Over time, HS can progress. Bumps may break open and drain foul-smelling pus. Blackheads can appear in pairs in small pitted areas of skin. In more advanced cases, tunnels form under the skin connecting the lumps, and these wounds heal very slowly. HS is a chronic condition, not a one-time infection, so early diagnosis matters for managing it before scarring develops.
Muscle Strain and Nerve Injury
The axillary nerve runs from your neck through the brachial plexus (a nerve network in your shoulder), under your collarbone, and behind the top of your upper arm bone. It controls movement and sensation in the shoulder and upper arm area, including pain and temperature signals. Overuse injuries, heavy lifting, or a direct blow to the shoulder can irritate or compress this nerve, producing pain that radiates into the armpit.
A pinched nerve in the neck (cervical radiculopathy) can also refer pain down into the shoulder and armpit, even though the source of the problem is nowhere near the arm. Muscle strains in the chest (pectoralis) or the latissimus dorsi, which forms part of the rear wall of the armpit, are another straightforward cause. These typically improve with rest, gentle stretching, and over-the-counter pain relief.

*DATA FOR REVIEW*
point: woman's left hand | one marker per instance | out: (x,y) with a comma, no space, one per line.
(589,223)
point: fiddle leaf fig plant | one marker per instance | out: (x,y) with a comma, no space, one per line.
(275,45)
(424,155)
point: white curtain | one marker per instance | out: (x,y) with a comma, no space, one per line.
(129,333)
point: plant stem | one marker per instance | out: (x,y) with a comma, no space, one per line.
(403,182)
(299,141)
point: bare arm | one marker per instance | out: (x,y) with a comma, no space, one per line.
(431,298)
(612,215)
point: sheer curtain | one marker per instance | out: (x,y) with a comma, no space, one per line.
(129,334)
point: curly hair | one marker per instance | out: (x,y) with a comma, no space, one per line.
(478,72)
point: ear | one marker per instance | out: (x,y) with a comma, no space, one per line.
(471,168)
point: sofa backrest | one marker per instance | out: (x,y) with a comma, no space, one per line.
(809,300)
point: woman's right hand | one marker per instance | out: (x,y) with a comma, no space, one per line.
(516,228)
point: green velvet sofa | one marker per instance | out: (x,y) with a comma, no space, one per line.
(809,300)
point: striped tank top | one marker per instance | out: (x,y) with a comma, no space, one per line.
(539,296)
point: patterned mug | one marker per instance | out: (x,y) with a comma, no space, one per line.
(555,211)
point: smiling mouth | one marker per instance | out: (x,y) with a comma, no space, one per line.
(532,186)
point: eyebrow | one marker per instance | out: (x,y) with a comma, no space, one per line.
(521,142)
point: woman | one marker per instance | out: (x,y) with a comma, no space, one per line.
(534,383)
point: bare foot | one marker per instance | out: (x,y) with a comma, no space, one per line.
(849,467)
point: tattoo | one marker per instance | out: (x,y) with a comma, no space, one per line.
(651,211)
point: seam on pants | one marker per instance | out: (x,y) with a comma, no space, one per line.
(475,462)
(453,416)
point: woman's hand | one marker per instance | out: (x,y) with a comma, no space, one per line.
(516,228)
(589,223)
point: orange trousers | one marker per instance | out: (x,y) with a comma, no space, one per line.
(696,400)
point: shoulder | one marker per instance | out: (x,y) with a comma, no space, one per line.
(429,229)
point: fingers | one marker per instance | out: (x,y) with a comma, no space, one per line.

*USING THE INFORMATION*
(1) According to the passage above, what three things can irritate or compress the axillary nerve?
(2) Reproduce the part of the passage above that begins at the words "Muscle Strain and" and ends after the words "into the armpit.".

*RESPONSES BY ITEM NUMBER*
(1) Overuse injuries, heavy lifting, and a direct blow to the shoulder.

(2)
Muscle Strain and Nerve Injury
The axillary nerve runs from your neck through the brachial plexus (a nerve network in your shoulder), under your collarbone, and behind the top of your upper arm bone. It controls movement and sensation in the shoulder and upper arm area, including pain and temperature signals. Overuse injuries, heavy lifting, or a direct blow to the shoulder can irritate or compress this nerve, producing pain that radiates into the armpit.